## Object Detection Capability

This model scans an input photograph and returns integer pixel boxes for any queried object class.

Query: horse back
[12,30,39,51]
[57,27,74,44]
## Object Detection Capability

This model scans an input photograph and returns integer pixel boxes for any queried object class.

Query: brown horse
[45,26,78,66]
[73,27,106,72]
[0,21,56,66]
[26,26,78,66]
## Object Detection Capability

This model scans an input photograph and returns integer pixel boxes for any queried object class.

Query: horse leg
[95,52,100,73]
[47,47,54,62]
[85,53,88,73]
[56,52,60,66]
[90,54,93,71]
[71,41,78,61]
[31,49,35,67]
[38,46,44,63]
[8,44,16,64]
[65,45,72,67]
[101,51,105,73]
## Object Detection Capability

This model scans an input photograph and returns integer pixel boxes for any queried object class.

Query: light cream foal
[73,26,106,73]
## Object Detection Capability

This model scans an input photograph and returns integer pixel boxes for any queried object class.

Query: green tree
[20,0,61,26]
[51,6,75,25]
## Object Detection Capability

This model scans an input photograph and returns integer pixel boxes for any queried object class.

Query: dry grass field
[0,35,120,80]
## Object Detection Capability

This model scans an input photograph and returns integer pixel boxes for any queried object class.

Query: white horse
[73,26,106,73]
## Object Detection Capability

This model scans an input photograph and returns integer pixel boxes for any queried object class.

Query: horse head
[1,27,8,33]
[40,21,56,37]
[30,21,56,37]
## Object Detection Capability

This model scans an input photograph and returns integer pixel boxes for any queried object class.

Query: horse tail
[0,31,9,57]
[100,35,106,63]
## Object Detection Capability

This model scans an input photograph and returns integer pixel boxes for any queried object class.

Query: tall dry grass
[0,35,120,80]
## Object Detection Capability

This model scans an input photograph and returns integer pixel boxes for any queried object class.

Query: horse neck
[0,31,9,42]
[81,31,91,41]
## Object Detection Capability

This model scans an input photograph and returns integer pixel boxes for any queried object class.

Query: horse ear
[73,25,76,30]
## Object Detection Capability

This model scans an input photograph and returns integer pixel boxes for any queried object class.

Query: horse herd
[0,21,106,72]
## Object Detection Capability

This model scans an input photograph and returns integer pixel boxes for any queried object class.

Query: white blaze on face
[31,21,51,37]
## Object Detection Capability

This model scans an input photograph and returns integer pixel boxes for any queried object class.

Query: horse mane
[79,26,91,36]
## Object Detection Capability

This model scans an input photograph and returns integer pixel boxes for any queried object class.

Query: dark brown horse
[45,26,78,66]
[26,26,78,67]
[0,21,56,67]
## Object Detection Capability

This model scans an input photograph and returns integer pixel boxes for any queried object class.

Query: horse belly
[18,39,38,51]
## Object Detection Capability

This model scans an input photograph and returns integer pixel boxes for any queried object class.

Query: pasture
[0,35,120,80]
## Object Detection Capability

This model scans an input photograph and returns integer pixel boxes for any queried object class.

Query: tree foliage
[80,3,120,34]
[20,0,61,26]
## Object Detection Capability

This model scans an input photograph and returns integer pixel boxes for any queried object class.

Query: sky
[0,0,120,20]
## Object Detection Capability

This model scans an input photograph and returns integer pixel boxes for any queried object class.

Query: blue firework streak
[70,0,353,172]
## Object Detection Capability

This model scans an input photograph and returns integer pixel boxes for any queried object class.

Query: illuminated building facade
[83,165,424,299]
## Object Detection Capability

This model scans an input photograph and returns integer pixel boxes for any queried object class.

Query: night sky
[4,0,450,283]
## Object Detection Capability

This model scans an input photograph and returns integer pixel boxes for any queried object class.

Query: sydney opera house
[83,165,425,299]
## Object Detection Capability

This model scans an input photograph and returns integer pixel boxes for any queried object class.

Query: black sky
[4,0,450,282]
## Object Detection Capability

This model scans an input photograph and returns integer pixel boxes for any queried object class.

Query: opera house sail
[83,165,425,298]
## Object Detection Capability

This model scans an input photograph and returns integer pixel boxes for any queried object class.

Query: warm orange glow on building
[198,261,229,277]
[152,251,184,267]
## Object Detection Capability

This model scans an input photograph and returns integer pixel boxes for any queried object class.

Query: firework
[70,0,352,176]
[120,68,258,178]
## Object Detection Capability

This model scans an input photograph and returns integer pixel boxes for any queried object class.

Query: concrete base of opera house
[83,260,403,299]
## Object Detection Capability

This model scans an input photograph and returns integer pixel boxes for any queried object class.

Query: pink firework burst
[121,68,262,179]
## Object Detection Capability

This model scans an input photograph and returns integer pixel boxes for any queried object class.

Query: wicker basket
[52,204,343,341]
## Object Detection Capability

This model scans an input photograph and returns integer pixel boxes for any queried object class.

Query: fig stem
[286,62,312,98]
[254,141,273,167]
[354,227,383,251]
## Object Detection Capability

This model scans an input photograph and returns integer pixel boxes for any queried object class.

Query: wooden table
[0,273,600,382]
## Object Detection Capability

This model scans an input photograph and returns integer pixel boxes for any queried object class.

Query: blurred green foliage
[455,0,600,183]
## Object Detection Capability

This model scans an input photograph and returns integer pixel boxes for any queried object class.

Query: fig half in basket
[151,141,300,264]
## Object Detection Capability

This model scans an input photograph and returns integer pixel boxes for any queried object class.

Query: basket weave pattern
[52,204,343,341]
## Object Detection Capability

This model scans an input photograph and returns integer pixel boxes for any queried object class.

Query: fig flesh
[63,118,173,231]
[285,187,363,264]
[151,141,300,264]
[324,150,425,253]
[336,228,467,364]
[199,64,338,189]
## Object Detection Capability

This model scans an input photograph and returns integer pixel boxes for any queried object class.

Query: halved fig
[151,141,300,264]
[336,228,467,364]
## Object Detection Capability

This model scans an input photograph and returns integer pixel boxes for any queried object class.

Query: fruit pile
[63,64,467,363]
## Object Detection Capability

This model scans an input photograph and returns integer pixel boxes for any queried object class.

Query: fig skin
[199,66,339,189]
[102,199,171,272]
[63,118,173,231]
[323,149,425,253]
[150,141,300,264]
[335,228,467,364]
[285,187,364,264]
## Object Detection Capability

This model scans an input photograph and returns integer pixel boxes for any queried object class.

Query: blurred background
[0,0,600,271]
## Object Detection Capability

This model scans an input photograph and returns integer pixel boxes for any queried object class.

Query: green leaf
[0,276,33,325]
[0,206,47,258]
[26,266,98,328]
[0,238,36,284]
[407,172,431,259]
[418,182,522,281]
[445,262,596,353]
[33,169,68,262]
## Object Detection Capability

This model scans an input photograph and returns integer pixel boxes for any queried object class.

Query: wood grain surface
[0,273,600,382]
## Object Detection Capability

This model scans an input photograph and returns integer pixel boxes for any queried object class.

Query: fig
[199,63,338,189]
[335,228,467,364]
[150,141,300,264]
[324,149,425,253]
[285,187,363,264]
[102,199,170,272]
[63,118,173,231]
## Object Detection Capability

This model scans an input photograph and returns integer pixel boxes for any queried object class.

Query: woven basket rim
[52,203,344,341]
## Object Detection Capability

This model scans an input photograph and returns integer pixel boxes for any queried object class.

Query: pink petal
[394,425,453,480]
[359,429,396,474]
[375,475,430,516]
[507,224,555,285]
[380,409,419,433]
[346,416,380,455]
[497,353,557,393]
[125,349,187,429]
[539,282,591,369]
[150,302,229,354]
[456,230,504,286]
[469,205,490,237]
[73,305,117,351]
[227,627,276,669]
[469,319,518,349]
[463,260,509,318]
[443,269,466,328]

______________________________

**Aim of the task**
Repeat back the data above, exact to the last character.

**Exercise output**
## Object Detection Capability

This model scans an input photograph and returns integer pixel boxes for any queried object class.

Query: horse back
[12,30,39,51]
[57,27,74,44]
## Object Detection Capability

This model scans an input photograph and returns integer pixel boxes for any queried object class.

Query: brown horse
[45,26,78,66]
[73,27,106,72]
[0,21,56,66]
[26,26,78,66]
## Object Detection Capability

This model scans an input photograph and returns integer pixel boxes for any queried object class.

Query: horse leg
[95,52,100,73]
[47,47,54,62]
[85,53,88,73]
[56,52,60,66]
[90,54,93,71]
[71,41,78,61]
[31,49,35,67]
[38,46,44,63]
[8,44,16,64]
[65,45,72,67]
[101,51,105,73]
## Object Detection Capability

This model scans an input photograph and returns integer pixel boxes for any queried object class.

Query: light cream foal
[73,26,106,73]
## Object Detection Capability

This model scans an input photograph and returns integer pixel boxes for any queried object class.

Query: green tree
[20,0,61,26]
[51,6,75,25]
## Object Detection Capability

This model scans an input photograph and returns integer pixel boxes for any queried object class.

Query: dry grass field
[0,35,120,80]
## Object Detection Capability

This model scans an input photograph and returns integer pixel boxes for any queried object class.

Query: white horse
[73,26,106,73]
## Object Detection Capability

This model scans an input photograph and returns integer pixel boxes for any queried object class.

Query: horse head
[1,27,8,33]
[40,21,56,37]
[30,21,56,37]
## Object Detection Capability

This model scans an input photograph and returns integer pixel boxes for any queried object class.

Query: horse tail
[0,31,9,57]
[100,35,106,63]
## Object Detection Capability

This model scans an input photograph and returns integer pixel boxes for any queried object class.

Query: tall dry grass
[0,35,120,80]
## Object Detection Capability

This model scans an input photograph and returns integer pixel boxes for any queried object class.

Query: horse neck
[0,31,9,42]
[81,31,91,41]
## Object Detection Capability

This model scans an input photograph and returns integer pixel boxes for any queried object class.

Query: horse ear
[73,25,76,30]
## Object Detection Capability

This model scans an input photograph and returns integer pixel boxes for any queried object class.

Query: horse herd
[0,21,106,72]
## Object Detection Capability

This model scans an input photograph and returns integer pixel boxes for any queried object class.

Query: white blaze on face
[31,21,51,37]
## Object Detection Capability

This model scans an input photograph and returns integer pixel boxes for any queried object class.

Query: horse mane
[79,26,91,36]
## Object Detection Capability

This model scans an input photograph and returns integer pixel boxes for any queried object class.

Query: dark brown horse
[45,26,78,66]
[26,26,78,67]
[0,21,56,67]
## Object Detection Capability

This model scans an input photograph and returns integer pixel boxes for any queried object class.

Query: horse belly
[18,39,38,51]
## Object Detection Capability

This model scans an input photograph and returns integer pixel boxes for any queried object class.

Query: pasture
[0,35,120,80]
## Object Detection Capability

This model scans an input photograph and returns integer pixel boxes for any queried object class.

Query: tree foliage
[80,3,120,34]
[20,0,61,26]
## Object Detection Capability

This model scans an input photograph and returns integer pixel boxes for any queried object class.

Query: sky
[0,0,120,20]
## Object Detection Capability

This model scans an input photograph and returns integer pixel boxes for any queried object class.

Query: blue firework streak
[70,0,353,172]
## Object Detection Capability

This model scans an input photograph and returns integer pixel boxes for any queried object class.

Query: illuminated building facade
[83,165,424,299]
## Object Detection Capability

This model scans an input photograph and returns integer pixel boxes for any queried object class.

Query: night sky
[4,0,450,283]
## Object Detection Capability

This model scans an input photograph and returns integer pixel boxes for any queried object class.

Query: sydney opera house
[83,165,425,299]
## Object Detection Capability

This model scans an input photograph and returns integer pixel boxes for any queried object class.

Query: black sky
[4,0,450,282]
## Object Detection Capability

This model scans an input photograph and returns integer pixel boxes for any queried object class.

Query: opera house sail
[83,165,425,298]
## Object Detection Capability

This model scans an input photograph and returns integer pixel boxes for any queried object class.

Query: warm orange glow on building
[198,261,229,277]
[152,251,184,267]
## Object Detection Capability

This model scans an input photograph and returns integer pixel boxes for any queried object class.

Query: firework
[70,0,352,176]
[120,68,258,178]
## Object Detection Capability

This model scans an input photograph and returns integer pixel boxes for any queried object class.

Query: concrete base of opera house
[83,260,403,299]
## Object Detection Capability

This model scans an input photograph and returns integer pixel boxes for any queried object class.

Query: pink firework burst
[121,68,262,179]
## Object Detection Capability

This model scans an input photograph and returns integer pixel boxes for any queried object class.

Query: wicker basket
[52,204,343,341]
## Object Detection Capability

This model scans an input photograph and returns integer pixel boxes for any queried object class.

Query: fig stem
[286,62,312,98]
[254,141,273,167]
[354,227,383,251]
## Object Detection Capability

This model scans an input photograph and returns integer pixel boxes for any queried object class.

Query: wooden table
[0,273,600,382]
## Object Detection Capability

This model scans an input photograph and returns integer pixel boxes for any queried object class.

Query: blurred green foliage
[455,0,600,183]
## Object Detection Capability

This model scans an input photograph and returns integer pixel boxes for any queried object class.

Query: fig half in basket
[151,141,300,264]
## Object Detection Capability

This model scans an input photograph and returns integer pixel boxes for any queried object class.

Query: basket weave pattern
[52,204,343,341]
## Object Detection Capability

This model scans an input photograph and returns integer pixel boxes for any queried object class.

Query: fig flesh
[63,118,173,231]
[285,187,363,264]
[151,141,300,264]
[324,150,425,253]
[336,228,467,364]
[199,64,338,189]
## Object Detection Capability

This model scans an input photograph and returns integer pixel boxes for any queried object class.

Query: halved fig
[151,141,300,264]
[336,228,467,364]
## Object Detection Capability

This model scans an input photograph and returns integer pixel boxes for any queried object class.

Query: fruit pile
[63,64,467,363]
## Object Detection Capability

This model scans an input photograph and returns integer pixel boxes for any queried object class.

Query: fig skin
[199,66,339,189]
[102,199,171,272]
[63,118,173,231]
[323,149,425,253]
[150,141,300,264]
[335,228,467,364]
[285,187,364,264]
## Object Detection Capability

This model scans an input photograph and returns integer pixel boxes for any queried object class.

Query: blurred background
[0,0,600,271]
## Object Detection Capability

This model scans an input photograph and returns integer pixel boxes for any queried object class.

Query: green leaf
[0,276,33,325]
[0,206,47,258]
[26,266,98,328]
[0,238,36,284]
[407,172,431,259]
[418,182,522,281]
[445,262,596,353]
[33,169,68,262]
## Object Detection Capability

This model scans an input photograph and returns integer pixel boxes for any queried object class.

Query: wood grain surface
[0,273,600,382]
## Object Detection Capability

This model scans an input photograph and returns integer pixel boxes for any queried object class.

Query: fig
[199,63,338,189]
[335,228,467,364]
[150,141,300,264]
[324,149,425,253]
[285,187,363,264]
[102,199,170,272]
[63,118,173,231]
## Object Detection Capability

This model scans an input photograph and returns integer pixel boxes for any queried object class.

Query: woven basket rim
[52,203,344,341]
## Object Detection Capability

This model scans an input photograph and returns integer pixel boxes for any queried object class.

Query: pink petal
[394,425,453,480]
[359,429,396,474]
[375,475,430,516]
[507,224,555,285]
[380,409,419,433]
[346,416,380,455]
[497,353,557,393]
[125,349,187,429]
[539,282,591,369]
[150,302,229,354]
[456,230,504,286]
[469,205,490,237]
[73,305,117,351]
[227,627,276,669]
[469,319,518,349]
[463,260,509,318]
[443,269,466,328]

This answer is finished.